** Start of Materials provided **
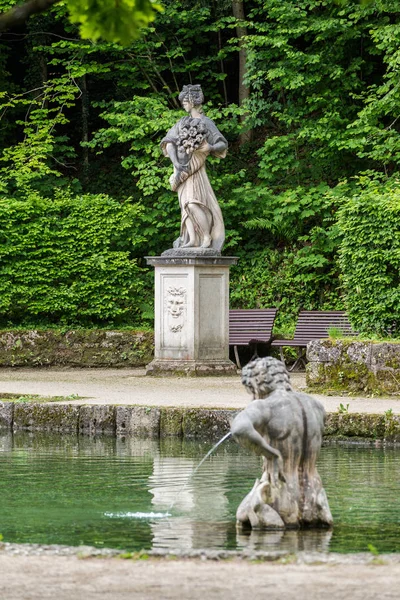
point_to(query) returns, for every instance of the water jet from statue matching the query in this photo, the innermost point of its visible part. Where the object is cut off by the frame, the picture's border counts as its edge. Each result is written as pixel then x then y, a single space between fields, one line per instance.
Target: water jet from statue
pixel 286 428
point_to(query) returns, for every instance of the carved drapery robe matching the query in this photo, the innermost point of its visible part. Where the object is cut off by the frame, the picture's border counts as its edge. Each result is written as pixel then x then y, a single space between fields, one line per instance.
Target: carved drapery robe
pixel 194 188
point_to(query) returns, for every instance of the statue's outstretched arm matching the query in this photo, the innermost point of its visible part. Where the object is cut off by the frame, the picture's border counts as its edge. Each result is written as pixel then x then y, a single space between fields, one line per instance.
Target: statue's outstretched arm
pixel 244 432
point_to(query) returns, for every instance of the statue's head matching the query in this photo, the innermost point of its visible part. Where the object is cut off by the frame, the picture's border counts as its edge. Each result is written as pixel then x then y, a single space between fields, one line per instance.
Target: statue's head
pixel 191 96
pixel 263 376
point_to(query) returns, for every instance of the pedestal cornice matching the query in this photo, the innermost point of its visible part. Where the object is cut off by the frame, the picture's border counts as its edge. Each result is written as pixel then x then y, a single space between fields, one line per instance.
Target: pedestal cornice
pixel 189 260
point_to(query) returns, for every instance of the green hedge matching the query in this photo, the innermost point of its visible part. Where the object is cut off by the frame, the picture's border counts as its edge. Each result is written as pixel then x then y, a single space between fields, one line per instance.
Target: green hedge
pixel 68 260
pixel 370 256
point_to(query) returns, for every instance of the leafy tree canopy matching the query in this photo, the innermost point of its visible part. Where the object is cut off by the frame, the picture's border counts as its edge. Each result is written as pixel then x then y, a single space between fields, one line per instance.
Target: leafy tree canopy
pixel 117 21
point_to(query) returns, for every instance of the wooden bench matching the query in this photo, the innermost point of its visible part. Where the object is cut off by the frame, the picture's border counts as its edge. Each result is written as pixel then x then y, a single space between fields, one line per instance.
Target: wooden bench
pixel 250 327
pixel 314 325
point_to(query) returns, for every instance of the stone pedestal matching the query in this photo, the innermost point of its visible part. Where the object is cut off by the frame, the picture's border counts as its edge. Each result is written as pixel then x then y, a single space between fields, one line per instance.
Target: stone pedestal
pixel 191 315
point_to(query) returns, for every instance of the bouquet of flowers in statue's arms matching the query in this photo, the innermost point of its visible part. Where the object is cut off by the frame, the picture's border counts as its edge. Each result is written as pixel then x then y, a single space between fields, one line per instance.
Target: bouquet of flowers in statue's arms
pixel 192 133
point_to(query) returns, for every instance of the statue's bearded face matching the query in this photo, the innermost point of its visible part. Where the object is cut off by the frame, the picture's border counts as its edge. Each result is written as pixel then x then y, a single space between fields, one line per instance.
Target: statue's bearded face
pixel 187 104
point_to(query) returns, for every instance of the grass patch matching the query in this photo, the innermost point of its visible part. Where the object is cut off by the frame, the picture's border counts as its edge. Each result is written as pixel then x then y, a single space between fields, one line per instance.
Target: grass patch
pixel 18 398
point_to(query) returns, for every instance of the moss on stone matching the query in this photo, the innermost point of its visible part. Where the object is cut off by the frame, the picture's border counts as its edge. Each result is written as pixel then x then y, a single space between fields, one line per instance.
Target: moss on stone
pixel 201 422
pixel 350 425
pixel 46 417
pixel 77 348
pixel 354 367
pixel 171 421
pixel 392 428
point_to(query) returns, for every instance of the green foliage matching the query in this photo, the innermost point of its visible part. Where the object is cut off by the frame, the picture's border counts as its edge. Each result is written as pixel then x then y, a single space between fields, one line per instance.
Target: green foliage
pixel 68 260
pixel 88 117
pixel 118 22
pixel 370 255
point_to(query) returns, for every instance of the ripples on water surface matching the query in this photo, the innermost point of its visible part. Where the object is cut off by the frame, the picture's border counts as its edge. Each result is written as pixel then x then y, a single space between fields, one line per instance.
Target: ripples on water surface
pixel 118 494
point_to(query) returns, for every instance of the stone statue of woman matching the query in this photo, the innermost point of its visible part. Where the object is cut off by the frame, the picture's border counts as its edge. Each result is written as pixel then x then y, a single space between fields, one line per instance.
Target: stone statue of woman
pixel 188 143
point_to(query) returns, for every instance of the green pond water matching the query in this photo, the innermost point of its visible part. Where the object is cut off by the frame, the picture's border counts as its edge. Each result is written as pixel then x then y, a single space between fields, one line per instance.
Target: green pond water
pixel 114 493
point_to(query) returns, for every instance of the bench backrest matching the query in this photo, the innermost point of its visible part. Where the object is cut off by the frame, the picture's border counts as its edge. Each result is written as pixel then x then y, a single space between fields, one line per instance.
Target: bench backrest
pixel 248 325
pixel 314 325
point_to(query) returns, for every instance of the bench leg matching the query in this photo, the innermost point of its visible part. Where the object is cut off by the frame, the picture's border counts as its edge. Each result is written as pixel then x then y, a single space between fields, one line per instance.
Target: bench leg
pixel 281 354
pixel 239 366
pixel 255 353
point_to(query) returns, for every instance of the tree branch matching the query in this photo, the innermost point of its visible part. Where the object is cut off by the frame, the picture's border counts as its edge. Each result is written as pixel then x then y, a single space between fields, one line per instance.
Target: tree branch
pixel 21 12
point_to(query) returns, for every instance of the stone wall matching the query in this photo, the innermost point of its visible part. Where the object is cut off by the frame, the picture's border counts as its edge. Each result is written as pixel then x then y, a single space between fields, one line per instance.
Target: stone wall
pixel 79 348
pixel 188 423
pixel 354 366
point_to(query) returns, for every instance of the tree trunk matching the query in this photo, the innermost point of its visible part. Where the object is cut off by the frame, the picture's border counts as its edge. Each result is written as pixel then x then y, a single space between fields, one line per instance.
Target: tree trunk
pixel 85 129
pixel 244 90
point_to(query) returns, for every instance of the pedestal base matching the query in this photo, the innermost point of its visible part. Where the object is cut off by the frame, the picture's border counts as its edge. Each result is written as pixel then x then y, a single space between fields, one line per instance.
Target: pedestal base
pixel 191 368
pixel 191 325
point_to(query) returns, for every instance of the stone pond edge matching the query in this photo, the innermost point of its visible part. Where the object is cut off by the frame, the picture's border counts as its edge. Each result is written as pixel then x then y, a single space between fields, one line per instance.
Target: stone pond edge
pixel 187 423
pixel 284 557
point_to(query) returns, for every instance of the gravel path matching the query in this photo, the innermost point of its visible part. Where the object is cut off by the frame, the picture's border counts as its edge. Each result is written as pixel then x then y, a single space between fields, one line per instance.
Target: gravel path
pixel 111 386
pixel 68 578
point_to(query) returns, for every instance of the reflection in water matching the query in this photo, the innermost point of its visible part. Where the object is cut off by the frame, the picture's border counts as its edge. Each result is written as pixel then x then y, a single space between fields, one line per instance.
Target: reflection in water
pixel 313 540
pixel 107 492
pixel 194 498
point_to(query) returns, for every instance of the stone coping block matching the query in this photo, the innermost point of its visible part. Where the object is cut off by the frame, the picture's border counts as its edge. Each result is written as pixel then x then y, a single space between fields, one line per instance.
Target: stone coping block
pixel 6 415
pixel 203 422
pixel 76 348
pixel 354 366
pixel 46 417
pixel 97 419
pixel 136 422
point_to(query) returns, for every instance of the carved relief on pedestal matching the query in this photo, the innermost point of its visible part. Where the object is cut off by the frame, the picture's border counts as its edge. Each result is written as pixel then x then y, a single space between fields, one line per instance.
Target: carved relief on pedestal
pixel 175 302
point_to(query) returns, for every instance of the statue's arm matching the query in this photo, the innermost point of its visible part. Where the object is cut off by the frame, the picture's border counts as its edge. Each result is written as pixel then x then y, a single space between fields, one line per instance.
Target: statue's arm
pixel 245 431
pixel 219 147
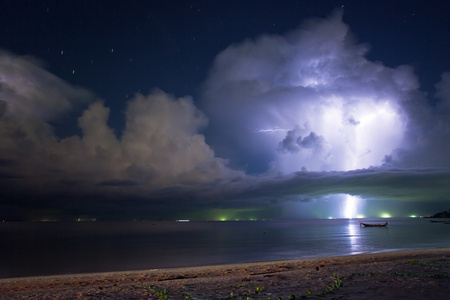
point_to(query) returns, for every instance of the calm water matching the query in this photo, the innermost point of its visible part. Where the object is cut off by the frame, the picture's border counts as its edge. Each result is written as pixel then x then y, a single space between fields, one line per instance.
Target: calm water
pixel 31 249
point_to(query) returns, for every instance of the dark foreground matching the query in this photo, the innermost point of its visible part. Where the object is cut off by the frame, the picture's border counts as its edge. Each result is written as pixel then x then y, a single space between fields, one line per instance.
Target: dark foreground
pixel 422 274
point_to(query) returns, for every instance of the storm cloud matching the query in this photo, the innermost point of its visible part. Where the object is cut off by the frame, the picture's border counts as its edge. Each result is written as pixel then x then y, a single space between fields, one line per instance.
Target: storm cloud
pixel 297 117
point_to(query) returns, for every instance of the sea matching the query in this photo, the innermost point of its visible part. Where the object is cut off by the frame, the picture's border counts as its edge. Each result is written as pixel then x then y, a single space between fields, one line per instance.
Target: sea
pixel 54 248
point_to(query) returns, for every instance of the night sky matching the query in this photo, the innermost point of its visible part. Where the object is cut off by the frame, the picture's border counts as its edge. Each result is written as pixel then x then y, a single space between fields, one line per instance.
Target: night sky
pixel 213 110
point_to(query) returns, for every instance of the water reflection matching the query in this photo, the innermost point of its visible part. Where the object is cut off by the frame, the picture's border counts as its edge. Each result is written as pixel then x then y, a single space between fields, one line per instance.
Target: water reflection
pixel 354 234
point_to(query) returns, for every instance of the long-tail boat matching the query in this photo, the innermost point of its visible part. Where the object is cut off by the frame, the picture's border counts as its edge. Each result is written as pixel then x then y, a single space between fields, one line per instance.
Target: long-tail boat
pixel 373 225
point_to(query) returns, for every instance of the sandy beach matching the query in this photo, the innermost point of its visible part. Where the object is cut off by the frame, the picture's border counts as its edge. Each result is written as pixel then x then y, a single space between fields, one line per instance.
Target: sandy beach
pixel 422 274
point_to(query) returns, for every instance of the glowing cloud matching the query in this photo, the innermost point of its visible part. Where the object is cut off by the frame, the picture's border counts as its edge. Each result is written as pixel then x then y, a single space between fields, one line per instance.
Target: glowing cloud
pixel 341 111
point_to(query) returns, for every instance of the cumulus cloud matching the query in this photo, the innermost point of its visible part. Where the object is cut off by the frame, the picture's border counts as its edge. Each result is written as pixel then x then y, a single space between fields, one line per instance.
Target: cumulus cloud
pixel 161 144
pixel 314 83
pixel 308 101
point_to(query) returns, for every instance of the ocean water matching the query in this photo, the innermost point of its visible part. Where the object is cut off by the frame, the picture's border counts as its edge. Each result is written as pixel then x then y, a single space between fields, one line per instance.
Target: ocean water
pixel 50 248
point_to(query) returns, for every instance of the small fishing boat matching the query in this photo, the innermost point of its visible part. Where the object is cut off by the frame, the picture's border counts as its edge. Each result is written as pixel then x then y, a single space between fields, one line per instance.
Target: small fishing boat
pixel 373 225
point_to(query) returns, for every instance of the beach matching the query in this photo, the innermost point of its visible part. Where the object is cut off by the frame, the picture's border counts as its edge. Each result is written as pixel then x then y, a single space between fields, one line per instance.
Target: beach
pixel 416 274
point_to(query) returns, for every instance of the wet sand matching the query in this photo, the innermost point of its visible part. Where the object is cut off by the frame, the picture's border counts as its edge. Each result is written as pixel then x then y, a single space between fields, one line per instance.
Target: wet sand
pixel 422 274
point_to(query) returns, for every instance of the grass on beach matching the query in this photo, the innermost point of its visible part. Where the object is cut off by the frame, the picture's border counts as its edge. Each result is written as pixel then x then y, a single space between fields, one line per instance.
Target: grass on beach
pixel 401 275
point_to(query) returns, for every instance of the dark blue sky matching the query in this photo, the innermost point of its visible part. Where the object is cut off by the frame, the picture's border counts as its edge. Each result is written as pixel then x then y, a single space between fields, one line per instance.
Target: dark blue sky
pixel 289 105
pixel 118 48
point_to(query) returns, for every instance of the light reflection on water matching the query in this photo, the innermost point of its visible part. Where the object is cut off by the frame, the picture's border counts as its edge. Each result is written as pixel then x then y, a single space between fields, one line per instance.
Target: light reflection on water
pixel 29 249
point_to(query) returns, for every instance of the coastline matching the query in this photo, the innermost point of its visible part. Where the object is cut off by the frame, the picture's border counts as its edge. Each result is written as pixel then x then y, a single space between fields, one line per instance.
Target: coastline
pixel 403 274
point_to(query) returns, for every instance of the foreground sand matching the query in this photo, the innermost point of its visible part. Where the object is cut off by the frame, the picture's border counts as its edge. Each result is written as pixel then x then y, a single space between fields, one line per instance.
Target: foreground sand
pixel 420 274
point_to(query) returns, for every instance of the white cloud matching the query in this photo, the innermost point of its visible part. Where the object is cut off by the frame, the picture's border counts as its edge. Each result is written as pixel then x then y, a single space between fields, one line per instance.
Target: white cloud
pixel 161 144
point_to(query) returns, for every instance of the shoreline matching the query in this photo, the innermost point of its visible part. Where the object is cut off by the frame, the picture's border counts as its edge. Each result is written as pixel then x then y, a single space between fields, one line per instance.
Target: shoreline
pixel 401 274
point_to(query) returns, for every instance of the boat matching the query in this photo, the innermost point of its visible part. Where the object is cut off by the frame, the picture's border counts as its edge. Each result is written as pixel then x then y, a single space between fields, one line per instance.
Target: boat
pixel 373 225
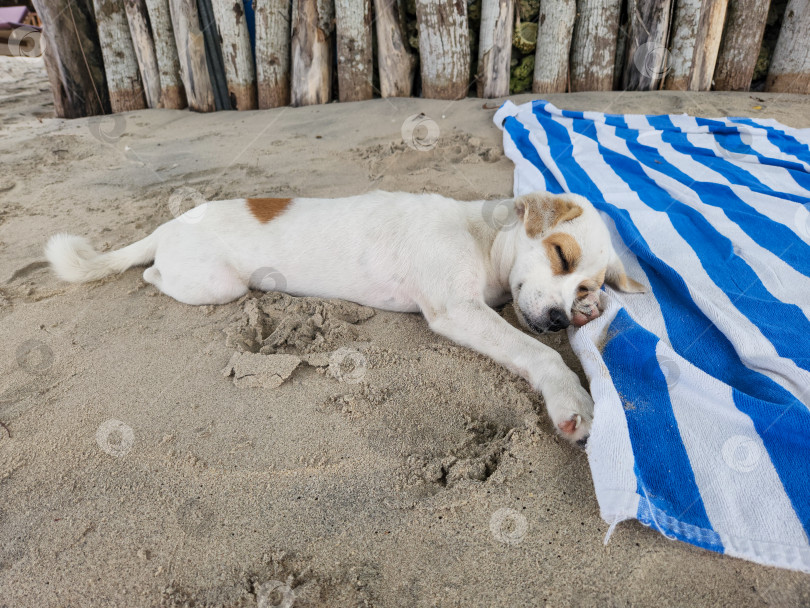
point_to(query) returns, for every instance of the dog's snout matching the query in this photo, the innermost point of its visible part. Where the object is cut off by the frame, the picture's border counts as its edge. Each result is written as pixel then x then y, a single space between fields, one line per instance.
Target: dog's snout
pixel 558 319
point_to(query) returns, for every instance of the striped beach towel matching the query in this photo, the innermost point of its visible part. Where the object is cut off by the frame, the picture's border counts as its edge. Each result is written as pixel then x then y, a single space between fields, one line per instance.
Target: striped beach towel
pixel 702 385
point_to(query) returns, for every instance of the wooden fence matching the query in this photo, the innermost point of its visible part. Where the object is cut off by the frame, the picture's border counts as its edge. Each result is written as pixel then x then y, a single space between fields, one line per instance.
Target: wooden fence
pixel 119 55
** End of Materials provided **
### [Your instructions]
Copy the lines of the records word for word, starting at the line that contains "the water reflection" and ending at the line that contains "pixel 354 234", with both of those lines included.

### [Finished task]
point_to(query) returns, for every instance of the water reflection matching the query in this photo, the innermost point of its visible part. Where the object is cut off by the frame, the picture's border counts as its edge. Each result is written as pixel then x then y, a single space between fields, one line per instance.
Target: water reflection
pixel 354 234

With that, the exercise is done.